_Task requirements_
Return the material exactly as it appears, from its first line through the line containing "[7,765,1255,837]", with both ends included.

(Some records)
--------------------------------
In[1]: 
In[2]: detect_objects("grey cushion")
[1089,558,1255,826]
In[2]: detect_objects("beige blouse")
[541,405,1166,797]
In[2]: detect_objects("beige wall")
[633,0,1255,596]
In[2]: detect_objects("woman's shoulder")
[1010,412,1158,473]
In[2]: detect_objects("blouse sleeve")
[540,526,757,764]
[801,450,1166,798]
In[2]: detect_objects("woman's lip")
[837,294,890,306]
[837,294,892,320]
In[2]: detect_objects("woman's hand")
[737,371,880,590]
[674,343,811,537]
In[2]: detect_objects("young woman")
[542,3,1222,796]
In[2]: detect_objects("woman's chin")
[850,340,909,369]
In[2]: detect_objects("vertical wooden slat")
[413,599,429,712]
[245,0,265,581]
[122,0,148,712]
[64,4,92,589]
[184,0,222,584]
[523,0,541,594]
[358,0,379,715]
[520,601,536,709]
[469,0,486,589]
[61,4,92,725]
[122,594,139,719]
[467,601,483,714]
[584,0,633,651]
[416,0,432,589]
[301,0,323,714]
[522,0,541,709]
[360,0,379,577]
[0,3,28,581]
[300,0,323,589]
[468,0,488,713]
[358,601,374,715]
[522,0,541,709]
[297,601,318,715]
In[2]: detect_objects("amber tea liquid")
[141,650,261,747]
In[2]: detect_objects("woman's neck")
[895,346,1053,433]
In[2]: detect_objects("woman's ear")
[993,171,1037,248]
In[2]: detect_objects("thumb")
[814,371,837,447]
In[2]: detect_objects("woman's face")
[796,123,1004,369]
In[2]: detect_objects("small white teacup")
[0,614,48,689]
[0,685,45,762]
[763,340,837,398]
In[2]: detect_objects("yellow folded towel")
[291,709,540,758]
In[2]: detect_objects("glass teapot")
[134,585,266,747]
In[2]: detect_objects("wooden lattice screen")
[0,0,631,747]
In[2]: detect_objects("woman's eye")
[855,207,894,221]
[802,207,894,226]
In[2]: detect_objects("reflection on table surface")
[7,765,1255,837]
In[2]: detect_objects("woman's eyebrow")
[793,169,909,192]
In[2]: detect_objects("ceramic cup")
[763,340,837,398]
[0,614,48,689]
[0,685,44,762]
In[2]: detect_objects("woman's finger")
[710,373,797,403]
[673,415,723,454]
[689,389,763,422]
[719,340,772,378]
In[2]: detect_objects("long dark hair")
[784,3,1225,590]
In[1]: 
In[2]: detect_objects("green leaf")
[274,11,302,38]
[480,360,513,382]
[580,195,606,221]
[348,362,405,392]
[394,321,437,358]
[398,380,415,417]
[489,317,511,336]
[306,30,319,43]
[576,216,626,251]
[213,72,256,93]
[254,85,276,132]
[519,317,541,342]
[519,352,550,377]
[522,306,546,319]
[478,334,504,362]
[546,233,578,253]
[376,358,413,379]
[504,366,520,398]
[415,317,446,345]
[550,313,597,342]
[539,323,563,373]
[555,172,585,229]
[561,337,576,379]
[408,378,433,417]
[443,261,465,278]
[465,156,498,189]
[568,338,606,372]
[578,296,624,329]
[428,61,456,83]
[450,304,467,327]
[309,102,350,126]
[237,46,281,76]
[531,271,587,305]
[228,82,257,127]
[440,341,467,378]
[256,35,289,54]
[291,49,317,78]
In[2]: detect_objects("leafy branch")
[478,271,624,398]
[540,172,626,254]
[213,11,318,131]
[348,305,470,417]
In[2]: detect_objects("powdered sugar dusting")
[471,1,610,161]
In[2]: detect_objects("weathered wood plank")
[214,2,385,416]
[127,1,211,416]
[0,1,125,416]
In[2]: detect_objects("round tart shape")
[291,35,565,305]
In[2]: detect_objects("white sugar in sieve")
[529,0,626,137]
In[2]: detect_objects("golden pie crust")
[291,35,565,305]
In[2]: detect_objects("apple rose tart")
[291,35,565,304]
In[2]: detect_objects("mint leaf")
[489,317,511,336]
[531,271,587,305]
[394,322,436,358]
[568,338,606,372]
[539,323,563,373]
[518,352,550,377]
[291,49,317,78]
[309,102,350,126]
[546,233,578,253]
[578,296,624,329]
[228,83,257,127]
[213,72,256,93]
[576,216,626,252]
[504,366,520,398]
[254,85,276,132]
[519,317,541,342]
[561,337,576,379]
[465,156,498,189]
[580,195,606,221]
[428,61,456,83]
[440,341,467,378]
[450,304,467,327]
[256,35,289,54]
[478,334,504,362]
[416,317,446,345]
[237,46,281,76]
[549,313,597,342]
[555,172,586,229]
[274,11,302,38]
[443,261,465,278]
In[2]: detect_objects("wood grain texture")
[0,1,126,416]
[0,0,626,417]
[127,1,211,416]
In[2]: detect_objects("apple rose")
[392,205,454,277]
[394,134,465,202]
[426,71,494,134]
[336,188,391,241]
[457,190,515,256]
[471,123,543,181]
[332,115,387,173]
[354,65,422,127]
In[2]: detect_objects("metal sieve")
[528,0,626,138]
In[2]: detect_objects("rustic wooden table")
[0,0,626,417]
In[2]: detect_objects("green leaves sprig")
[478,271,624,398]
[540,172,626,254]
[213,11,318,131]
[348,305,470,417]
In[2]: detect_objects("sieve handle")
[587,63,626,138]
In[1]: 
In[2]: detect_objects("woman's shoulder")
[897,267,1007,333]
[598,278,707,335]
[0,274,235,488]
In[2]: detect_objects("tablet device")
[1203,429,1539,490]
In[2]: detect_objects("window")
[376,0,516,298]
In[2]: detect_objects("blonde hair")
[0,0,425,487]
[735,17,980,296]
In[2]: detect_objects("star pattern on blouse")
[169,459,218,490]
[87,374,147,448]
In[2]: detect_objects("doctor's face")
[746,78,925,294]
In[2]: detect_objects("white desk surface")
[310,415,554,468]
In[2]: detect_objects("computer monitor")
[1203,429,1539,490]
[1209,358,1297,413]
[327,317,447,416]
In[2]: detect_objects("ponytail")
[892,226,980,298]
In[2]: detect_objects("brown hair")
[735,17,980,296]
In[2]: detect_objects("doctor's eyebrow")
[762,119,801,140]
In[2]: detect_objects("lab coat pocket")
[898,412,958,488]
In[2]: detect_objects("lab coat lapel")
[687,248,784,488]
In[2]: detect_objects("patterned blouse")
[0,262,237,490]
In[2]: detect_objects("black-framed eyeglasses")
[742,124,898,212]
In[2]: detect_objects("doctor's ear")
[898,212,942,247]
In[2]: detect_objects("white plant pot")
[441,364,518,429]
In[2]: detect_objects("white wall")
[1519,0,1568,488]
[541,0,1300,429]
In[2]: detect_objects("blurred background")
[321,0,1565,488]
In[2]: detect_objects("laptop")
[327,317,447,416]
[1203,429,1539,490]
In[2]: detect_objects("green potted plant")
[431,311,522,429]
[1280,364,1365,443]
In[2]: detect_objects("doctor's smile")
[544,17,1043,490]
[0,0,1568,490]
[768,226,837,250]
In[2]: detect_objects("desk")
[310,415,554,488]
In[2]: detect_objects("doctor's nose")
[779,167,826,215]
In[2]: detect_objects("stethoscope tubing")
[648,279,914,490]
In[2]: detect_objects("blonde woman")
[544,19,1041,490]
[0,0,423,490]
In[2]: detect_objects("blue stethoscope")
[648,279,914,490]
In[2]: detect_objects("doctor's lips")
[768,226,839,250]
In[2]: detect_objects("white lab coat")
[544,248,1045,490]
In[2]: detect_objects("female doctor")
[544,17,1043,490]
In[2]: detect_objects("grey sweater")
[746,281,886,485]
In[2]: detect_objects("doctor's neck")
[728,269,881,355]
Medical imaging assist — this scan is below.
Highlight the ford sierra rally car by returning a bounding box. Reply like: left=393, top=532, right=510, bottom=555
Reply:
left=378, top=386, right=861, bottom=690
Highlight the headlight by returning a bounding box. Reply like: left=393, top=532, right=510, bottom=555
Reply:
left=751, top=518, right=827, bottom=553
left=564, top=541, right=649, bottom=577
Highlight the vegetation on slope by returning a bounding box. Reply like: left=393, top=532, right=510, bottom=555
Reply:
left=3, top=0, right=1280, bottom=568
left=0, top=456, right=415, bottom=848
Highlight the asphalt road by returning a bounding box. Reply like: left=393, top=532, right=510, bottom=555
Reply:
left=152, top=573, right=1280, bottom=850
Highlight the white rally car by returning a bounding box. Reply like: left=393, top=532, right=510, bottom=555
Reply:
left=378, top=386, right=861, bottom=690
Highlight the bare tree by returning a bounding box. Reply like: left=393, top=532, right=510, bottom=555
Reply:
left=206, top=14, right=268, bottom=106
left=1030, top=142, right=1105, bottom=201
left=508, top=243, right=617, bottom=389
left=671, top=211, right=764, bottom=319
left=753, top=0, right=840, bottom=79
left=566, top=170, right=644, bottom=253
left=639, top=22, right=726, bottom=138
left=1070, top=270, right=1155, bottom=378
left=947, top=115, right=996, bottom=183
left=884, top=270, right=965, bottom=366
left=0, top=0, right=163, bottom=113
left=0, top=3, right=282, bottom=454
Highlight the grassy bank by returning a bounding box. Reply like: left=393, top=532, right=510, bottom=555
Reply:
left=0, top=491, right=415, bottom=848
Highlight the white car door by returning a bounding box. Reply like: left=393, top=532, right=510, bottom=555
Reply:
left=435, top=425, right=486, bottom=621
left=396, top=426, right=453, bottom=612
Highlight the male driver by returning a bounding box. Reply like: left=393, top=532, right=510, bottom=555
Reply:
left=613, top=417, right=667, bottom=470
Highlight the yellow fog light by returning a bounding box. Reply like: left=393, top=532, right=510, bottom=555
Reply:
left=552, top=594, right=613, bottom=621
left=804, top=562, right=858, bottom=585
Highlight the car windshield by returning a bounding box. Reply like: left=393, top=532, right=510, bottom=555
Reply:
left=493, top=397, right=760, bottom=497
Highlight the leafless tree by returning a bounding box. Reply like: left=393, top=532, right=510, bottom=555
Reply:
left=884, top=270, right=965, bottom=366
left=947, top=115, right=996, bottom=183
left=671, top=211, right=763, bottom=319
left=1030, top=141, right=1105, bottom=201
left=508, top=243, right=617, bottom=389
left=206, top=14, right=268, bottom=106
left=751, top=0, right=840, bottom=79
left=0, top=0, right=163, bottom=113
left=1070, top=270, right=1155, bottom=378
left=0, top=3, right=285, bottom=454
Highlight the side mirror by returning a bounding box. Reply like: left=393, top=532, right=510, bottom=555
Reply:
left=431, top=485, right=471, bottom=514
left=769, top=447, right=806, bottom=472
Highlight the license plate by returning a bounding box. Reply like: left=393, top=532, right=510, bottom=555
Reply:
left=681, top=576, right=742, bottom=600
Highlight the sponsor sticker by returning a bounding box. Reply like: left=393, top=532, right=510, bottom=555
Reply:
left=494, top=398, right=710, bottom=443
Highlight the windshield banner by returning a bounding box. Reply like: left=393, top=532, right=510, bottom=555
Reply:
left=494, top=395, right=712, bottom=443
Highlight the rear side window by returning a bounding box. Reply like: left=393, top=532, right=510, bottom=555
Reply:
--------------------------------
_In response_
In[1]: 
In[2]: detect_objects("grey cushion")
[1089,558,1255,826]
In[2]: detect_objects("beige blouse")
[541,405,1166,797]
In[2]: detect_objects("beige wall")
[633,0,1255,596]
In[2]: detect_objects("woman's shoulder")
[1010,412,1158,473]
In[2]: detect_objects("blouse sleeve")
[540,526,757,764]
[801,450,1166,798]
In[2]: detect_objects("woman's lip")
[837,294,890,306]
[837,294,892,320]
In[2]: detect_objects("woman's hand")
[737,371,880,590]
[674,343,811,537]
In[2]: detect_objects("young woman")
[542,3,1222,796]
In[2]: detect_objects("woman's chin")
[850,340,909,369]
In[2]: detect_objects("vertical wooden slat")
[413,599,429,712]
[245,0,265,581]
[122,0,148,712]
[64,4,92,589]
[184,0,222,584]
[523,0,541,594]
[358,0,379,715]
[520,601,536,709]
[469,0,486,589]
[61,4,92,725]
[122,594,139,719]
[467,601,483,714]
[584,0,633,651]
[416,0,432,589]
[301,0,323,714]
[522,0,541,709]
[360,0,379,577]
[0,3,28,581]
[300,0,323,589]
[468,0,488,713]
[358,601,374,715]
[522,0,541,709]
[297,601,318,715]
In[2]: detect_objects("amber tea liquid")
[141,650,261,747]
In[2]: detect_objects("woman's neck")
[895,346,1053,433]
In[2]: detect_objects("woman's ear")
[993,171,1037,248]
In[2]: detect_objects("thumb")
[814,371,837,447]
In[2]: detect_objects("woman's face")
[796,123,1004,369]
In[2]: detect_objects("small white teacup")
[0,614,48,689]
[0,685,45,762]
[763,340,837,398]
In[2]: detect_objects("yellow folded towel")
[291,709,540,758]
In[2]: detect_objects("glass teapot")
[134,585,266,747]
In[2]: detect_objects("wooden lattice screen")
[0,0,631,747]
In[2]: detect_objects("woman's eye")
[855,207,894,221]
[802,207,894,226]
In[2]: detect_objects("reflection on table surface")
[7,765,1255,837]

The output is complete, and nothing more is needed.